- _AIM_
Make an exact copy of the entries below.

- _GIVEN RECORDS_
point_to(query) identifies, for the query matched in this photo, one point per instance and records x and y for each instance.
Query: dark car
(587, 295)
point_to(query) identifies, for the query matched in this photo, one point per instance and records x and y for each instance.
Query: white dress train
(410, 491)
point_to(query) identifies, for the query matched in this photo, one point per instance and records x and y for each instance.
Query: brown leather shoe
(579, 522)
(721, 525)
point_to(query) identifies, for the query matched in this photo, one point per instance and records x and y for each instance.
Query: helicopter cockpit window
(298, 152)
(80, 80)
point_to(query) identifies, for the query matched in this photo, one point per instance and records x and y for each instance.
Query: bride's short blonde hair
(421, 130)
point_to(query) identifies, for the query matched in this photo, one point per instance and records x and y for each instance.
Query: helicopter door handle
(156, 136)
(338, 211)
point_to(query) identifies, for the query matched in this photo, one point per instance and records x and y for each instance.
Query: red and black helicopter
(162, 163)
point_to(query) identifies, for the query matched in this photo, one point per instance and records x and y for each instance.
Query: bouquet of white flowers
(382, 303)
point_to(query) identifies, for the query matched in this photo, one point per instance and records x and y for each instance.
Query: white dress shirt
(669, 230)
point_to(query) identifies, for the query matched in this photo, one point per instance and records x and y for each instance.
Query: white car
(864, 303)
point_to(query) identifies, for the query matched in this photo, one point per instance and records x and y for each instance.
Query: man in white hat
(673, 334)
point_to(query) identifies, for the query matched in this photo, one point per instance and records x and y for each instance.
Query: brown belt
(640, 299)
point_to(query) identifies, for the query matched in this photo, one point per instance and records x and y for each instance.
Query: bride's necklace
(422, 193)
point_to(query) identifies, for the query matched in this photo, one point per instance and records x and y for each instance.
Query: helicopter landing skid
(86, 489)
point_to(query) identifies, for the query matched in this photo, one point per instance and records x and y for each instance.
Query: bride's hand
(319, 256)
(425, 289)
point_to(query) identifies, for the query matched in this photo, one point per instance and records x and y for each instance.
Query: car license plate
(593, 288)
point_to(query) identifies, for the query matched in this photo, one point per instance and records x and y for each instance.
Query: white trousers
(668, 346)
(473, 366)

- _RESULT OF THIS TASK_
point_to(query) identifies, for the query matched in this photo, one point per instance and records x and y for each instance.
Query: dark car
(587, 295)
point_to(query) identifies, for the query matched in this photo, one point per instance and records x and y for each instance.
Query: white dress train
(410, 491)
point_to(query) identifies, for the query matched in this photo, one point per instance and records x and y for each instance.
Query: brown leather shoe
(579, 522)
(721, 525)
point_to(query) identifies, for the query matched in this photo, one point per instance and records x and y for each instance.
Query: helicopter cockpit window
(298, 152)
(80, 80)
point_to(query) identifies, for the query matched in this photo, one point per instance and records x and y for each instance.
Query: bride's short blonde hair
(421, 130)
point_to(query) identifies, for the query matched in this photo, one point per instance and records x and y for each instance.
Query: helicopter door handle
(156, 136)
(338, 211)
point_to(query) identifies, for the query matched in this photo, one point per instance and records x and y for each instance.
Query: red and black helicopter
(162, 163)
point_to(query) identifies, for the query matched in this photo, one point per instance and records x and y for each instance.
Query: bouquet of white flowers
(382, 303)
point_to(query) identifies, for the query matched in this photo, one point per instance and records x and y for each instance.
Query: white dress shirt
(669, 230)
point_to(query) identifies, for the query matched in this photo, one point per instance and records x and y for each instance.
Query: white car
(864, 303)
point_to(query) identifies, for the query matched in this photo, one point per instance and records x and y for each instance.
Query: man in white hat
(673, 334)
point_to(query) identifies, for the query matched in this photo, one point per instance and records x and y for each instance.
Query: brown belt
(640, 299)
point_to(query) identifies, for the query matched in this photo, one point per instance and records x and y for each instance.
Query: bride's necklace
(422, 193)
point_to(query) identifies, for the query matched in this photo, one point per instance and records x and y for each instance.
Query: helicopter landing skid
(86, 489)
point_to(query) identifies, for the query matched in this photo, one point per instance and records x and y for each instance.
Query: bride's hand
(319, 256)
(425, 289)
point_to(query) identifies, for the query matched in this photo, one point per instance and records x and y for each instance.
Query: car license plate
(593, 288)
point_to(query) identifies, for the query matched in this photo, one point per instance and records x and y for each instance.
Query: white trousers
(668, 346)
(473, 366)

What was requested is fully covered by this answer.